___ Passage ___
Rate ‘em: how did we like the characters? Richie is annoying but also loveable; I think his role is to be annoying to his friends, less so to the reader. (To me at least.) Stan is hard to love. Maybe because he dies so early that we know not to invest in him? Eddie is also a little exasperating but I found him sympathetic as well. Despite these three being difficult to like, I ended up rooting for them all. When Eddie and Stan really stepped up to the plate and gave it their all, they came further, you know? For Bill and Ben, heroism seemed to come more naturally. (For all that Ben is meant to be the archetype of fat loser kid, he always had a courageous hero sitting very near the surface; he didn’t have to come as far to get there.) I loved Bev, Danielle didn’t; and while Mike was maybe a little boring, he was the rock, or the tie that bound them all together (not to mention being an uber-capable librarian, which is always worth points). And Bill? Interestingly, the Constant Readers did not appreciate Bill. And I can understand the ways in which they found him boring, but I loved him all the same. As far as his being a foil for Ben & Bev’s romance, I say, not his fault; there will always be that guy (or girl), and he (or she) doesn’t always have control over that role. Fair game. In the end, I loved all seven of our kids, more or less equally – with Stan a half-step below, for not sticking around long enough to earn more love.

Favorite quotations from Constant Readers:

  • “In the Gunslinger world, they’d be a ka-tet.” Yes.
  • “This book is full of childhood sweetnesses without every getting mawkish or saccharine, which is a fucking feat.”
___ Entries ___
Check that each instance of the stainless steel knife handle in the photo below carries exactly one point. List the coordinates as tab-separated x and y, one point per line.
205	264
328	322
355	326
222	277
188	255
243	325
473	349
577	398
___
[Tasks]
A – Reproduce the whole review word for word.
B – Pick out each line of the records that contains the word "instance", and copy those lines.
The review and the records have nothing to do with each other.

[Full solutions]
A –
Rate ‘em: how did we like the characters? Richie is annoying but also loveable; I think his role is to be annoying to his friends, less so to the reader. (To me at least.) Stan is hard to love. Maybe because he dies so early that we know not to invest in him? Eddie is also a little exasperating but I found him sympathetic as well. Despite these three being difficult to like, I ended up rooting for them all. When Eddie and Stan really stepped up to the plate and gave it their all, they came further, you know? For Bill and Ben, heroism seemed to come more naturally. (For all that Ben is meant to be the archetype of fat loser kid, he always had a courageous hero sitting very near the surface; he didn’t have to come as far to get there.) I loved Bev, Danielle didn’t; and while Mike was maybe a little boring, he was the rock, or the tie that bound them all together (not to mention being an uber-capable librarian, which is always worth points). And Bill? Interestingly, the Constant Readers did not appreciate Bill. And I can understand the ways in which they found him boring, but I loved him all the same. As far as his being a foil for Ben & Bev’s romance, I say, not his fault; there will always be that guy (or girl), and he (or she) doesn’t always have control over that role. Fair game. In the end, I loved all seven of our kids, more or less equally – with Stan a half-step below, for not sticking around long enough to earn more love.

Favorite quotations from Constant Readers:

  • “In the Gunslinger world, they’d be a ka-tet.” Yes.
  • “This book is full of childhood sweetnesses without every getting mawkish or saccharine, which is a fucking feat.”

B –
Check that each instance of the stainless steel knife handle in the photo below carries exactly one point. List the coordinates as tab-separated x and y, one point per line.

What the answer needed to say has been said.